▶ **Texte fourni**
┌──
24.06.2025
SAM FORWOOD

Sur la route de Bonrook

Pour arriver à Bonrook, la réserve de chevaux sauvages créée en Australie par la FFW également connue sous le nom de « Franz Weber Territory », il faut emprunter une route asphaltée de près de cinq kilomètres qui part de la Stuart Highway pour se transformer en piste sur le dernier kilomètre avant d’atteindre enfin la propriété.
Il m’arrive souvent d’accueillir les visiteurs par une question : « Avez-vous vu quelque chose en chemin ? ». A mon grand étonnement, leur réponse est quasi invariablement : « Rien. »
Pourtant, si l’on fait preuve un tant soit peu de sens de l’observation, il n’est pas rare d’apercevoir, au gré des périodes, une étonnante diversité d’animaux sauvages.

Mes voisins à plumes

A la saison des pluies, celles qui me réjouissent le plus, en particulier en raison de leur rareté et des menaces qui pèsent sur leur espèce, sont les perruches à capuchon noir (Psephotellus dissimilis), nichées sur la face ouest d’immenses termitières, celle-ci leur offrant une meilleure protection contre les feux de brousse qui viennent généralement par l’est.

Le jardinier à nuque rose (Chlamydera nuchalis) s’active lui aussi. J’ai fréquement vu ses nids artistiquement aménagés dans les sous-bois épais, en bord de route. Ce sont les mâles qui effectuent tout le travail… afin d’impressionner et d’attirer les femelles.

Quand la saison des pluies s’annonce, on voit aussi apparaître les élégantes grues brolgas (Antigone rubicunda) en famille. Elles restent là jusqu’à ce que la pluie les chasse vers le bush.

L’outarde d’Australie, également surnommée « dindon des broussailles » (Ardeotis australis), se montre tous les jours au début de la saison sèche. Je vois souvent des mâles se pavaner le long de la route en quête d’une compagne.

 En revanche, il est très rare que je croise un émeu d’Australie (Dromaius novaehollandiae). C’est un véritable événement ! En dépit de leur taille impressionante  et de leur allure, les émeus sont généralement pacifiques sauf en période de reproduction et lorsqu’ils se sentent menacés, ils peuvent devenir étonnamment rapides et agressifs. Observer l’un de ces majestueux oiseaux en liberté est toujours un moment inoubliable.

Des reptiles sur la route

Durant les mois chauds, je rencontre parfois un gwardar, autre nom du serpent brun occidental (Pseudonaja nuchalis) – un serpent extrêmement venimeux, inactif durant la saison sèche froide. Naguère presque éliminée par le crapaud buffle, très toxique, sa population est en train de se reconstituer.
└──
▶ **Consigne**
Selon le texte fourni, sur quelle face des termitières les perruches à capuchon noir nichent-elles ?

▶ **Contenu des données**
┌──
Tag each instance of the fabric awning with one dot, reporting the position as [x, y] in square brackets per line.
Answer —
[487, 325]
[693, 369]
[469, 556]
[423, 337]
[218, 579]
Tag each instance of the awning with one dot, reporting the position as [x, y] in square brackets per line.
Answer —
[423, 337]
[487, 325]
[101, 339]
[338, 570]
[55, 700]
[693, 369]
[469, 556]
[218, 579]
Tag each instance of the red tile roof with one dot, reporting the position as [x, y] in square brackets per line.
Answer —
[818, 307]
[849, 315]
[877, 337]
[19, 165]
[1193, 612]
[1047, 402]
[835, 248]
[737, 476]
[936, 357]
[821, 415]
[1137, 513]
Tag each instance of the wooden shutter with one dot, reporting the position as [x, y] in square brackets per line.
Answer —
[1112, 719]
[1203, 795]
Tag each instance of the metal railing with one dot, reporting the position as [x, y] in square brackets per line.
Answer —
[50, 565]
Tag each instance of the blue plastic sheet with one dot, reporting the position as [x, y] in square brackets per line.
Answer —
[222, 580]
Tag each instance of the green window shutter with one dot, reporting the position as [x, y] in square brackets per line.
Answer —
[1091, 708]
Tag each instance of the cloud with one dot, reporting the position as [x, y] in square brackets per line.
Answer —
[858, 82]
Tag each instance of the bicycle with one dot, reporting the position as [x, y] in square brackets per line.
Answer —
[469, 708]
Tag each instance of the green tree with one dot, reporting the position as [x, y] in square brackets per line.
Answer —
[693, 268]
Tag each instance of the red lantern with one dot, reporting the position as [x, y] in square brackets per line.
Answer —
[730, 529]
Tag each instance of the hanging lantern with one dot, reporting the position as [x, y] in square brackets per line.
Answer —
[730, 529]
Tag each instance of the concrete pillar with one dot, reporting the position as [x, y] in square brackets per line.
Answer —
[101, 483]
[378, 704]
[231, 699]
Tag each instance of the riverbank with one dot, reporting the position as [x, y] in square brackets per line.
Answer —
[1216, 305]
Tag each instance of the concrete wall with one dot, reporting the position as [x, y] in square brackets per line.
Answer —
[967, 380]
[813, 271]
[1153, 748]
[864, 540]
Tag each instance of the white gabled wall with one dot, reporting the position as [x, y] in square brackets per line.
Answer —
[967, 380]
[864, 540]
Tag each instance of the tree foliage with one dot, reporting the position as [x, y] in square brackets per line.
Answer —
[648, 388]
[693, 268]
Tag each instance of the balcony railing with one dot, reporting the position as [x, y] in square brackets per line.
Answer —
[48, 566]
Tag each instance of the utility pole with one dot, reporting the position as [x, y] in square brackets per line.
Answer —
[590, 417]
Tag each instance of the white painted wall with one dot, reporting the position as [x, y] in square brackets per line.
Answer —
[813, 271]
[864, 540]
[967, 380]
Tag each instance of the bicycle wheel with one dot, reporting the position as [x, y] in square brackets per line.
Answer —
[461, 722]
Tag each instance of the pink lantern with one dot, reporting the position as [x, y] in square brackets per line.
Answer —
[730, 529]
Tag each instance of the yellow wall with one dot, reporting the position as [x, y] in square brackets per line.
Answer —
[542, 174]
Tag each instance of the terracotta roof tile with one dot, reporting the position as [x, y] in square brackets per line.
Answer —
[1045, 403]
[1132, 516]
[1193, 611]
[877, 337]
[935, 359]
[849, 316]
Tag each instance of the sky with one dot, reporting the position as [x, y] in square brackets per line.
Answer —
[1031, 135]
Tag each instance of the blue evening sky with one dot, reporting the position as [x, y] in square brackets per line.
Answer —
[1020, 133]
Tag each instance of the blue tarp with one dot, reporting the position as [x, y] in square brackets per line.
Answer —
└──
▶ **Corrigé**
Sur la face ouest, qui les protège mieux des feux de brousse venant généralement de l'est.